- **Document section**
Perhaps this is nothing new, but it just struck me that there are two very different ways one might try to ground ethics upon biological evolution. They differ in whether evolution is considered to have substantive or methodological significance. That is, evolution might come in at the level of normative ethics, or else meta-ethics.
The 'substantive' approach takes the evolutionary telos to underpin ethical normativity. It makes the normative-ethical claim that we ought to share and promote Mother Nature's "purposes". We might further distinguish 'forward-looking' and 'backward-looking' versions of this thesis. On the former, we ought to do whatever will promote the survival of our species, or our own genes, or something like that. On the latter, we ought to behave in ways that have previously been selected for by natural selection. Either variant seems terribly misguided, since there's no reason to think that evolutionary functions have any moral significance, or that humans are subject to such arbitrary 'externally imposed purposes'. (Though of course these goals might happily correlate with genuine values; survival of the species clearly bears some connection to human wellbeing, for example. They just aren't foundational to ethics, is all.)

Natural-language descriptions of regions
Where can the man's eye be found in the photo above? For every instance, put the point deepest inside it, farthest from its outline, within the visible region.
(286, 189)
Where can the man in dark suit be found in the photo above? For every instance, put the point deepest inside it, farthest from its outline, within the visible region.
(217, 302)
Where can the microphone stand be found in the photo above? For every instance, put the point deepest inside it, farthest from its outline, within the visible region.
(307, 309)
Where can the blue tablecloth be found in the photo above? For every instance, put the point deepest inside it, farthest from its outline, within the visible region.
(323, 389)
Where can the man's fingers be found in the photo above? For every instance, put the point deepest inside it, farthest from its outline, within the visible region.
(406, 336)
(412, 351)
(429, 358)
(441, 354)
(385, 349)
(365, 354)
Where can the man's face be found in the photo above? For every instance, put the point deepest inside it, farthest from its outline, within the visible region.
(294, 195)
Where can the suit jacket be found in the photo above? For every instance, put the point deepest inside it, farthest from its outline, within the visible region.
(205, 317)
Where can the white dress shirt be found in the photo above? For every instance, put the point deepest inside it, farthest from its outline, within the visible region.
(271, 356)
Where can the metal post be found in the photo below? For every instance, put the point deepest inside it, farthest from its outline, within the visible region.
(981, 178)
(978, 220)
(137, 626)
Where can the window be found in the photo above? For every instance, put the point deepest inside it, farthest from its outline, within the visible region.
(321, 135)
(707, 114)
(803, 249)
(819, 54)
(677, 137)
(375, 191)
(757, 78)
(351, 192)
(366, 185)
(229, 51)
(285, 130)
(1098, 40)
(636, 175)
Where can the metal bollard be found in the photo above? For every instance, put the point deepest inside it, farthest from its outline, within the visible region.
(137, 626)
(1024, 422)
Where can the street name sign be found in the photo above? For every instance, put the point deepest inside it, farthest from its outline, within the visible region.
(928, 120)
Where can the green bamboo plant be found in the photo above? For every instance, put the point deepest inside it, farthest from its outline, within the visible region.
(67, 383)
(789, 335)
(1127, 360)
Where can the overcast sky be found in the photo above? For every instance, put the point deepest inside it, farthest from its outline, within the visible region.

- **Assignment**
In the passage on grounding ethics in evolution, what does the "backward-looking" version of the substantive approach say we ought to do?

- **Final answer**
Behave in ways that have previously been selected for by natural selection.